Collected data:
*** Begin section ***

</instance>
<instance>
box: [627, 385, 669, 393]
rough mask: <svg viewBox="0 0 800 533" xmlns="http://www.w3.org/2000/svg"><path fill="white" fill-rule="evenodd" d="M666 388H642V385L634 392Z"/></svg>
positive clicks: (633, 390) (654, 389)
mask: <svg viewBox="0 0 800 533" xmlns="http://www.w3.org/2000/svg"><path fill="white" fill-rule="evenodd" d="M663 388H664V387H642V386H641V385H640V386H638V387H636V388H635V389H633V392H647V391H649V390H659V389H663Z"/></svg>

*** End section ***

Reproduce the entire listing above, line for line and without any changes.

Task result:
</instance>
<instance>
box: [627, 385, 669, 393]
rough mask: <svg viewBox="0 0 800 533" xmlns="http://www.w3.org/2000/svg"><path fill="white" fill-rule="evenodd" d="M666 388H642V385L634 392Z"/></svg>
positive clicks: (633, 390) (654, 389)
mask: <svg viewBox="0 0 800 533" xmlns="http://www.w3.org/2000/svg"><path fill="white" fill-rule="evenodd" d="M663 388H664V387H642V386H641V385H640V386H638V387H636V388H635V389H633V392H647V391H649V390H659V389H663Z"/></svg>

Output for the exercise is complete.